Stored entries
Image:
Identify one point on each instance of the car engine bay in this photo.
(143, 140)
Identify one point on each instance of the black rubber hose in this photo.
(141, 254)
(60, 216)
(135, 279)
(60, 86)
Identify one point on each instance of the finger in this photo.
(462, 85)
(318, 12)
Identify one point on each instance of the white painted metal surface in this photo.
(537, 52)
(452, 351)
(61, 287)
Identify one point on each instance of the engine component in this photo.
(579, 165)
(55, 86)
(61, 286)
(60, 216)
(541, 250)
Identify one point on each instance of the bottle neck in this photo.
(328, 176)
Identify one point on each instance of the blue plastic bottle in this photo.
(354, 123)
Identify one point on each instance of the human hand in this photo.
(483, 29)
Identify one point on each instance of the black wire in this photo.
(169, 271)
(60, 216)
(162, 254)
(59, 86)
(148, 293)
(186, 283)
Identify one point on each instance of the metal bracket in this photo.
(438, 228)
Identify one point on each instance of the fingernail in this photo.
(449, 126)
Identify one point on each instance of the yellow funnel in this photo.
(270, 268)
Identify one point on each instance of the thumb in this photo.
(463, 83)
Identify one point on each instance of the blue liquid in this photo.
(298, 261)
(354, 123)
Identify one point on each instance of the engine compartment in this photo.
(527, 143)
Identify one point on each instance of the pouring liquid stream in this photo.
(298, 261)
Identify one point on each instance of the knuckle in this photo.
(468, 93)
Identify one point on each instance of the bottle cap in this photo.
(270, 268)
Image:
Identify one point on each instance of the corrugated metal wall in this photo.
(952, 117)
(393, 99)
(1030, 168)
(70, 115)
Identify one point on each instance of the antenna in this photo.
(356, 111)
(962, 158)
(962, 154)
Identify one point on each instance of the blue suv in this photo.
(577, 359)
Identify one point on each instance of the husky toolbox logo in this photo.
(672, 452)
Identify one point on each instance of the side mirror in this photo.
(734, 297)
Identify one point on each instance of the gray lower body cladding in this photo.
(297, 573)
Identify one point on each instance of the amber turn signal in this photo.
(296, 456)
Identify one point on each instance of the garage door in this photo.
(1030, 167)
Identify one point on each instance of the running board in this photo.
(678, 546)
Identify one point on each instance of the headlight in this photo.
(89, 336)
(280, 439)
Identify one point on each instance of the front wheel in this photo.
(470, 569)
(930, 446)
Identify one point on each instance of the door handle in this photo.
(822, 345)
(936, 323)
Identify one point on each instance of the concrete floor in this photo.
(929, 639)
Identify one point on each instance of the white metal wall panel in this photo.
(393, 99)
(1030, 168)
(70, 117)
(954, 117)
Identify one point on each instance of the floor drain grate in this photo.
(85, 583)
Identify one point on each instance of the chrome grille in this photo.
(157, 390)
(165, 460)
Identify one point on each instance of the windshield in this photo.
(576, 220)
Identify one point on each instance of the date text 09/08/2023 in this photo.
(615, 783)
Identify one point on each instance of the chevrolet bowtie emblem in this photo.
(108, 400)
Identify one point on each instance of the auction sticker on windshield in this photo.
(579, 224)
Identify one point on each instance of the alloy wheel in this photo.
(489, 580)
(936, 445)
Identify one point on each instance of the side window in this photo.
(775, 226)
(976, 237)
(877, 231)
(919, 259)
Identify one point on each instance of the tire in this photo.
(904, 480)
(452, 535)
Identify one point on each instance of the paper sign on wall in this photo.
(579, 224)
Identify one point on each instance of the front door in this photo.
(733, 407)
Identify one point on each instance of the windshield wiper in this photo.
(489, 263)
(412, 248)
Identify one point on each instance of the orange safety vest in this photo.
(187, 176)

**Task**
Rewrite the entries from the line containing "Identify one point on each instance of the windshield wiper" through the end, swapping "orange safety vest" for "yellow safety vest" and leaving everything else unchanged.

**Final answer**
Identify one point on each instance of the windshield wiper in this photo.
(489, 263)
(412, 248)
Identify one point on each instance of the yellow safety vest in this photo.
(187, 176)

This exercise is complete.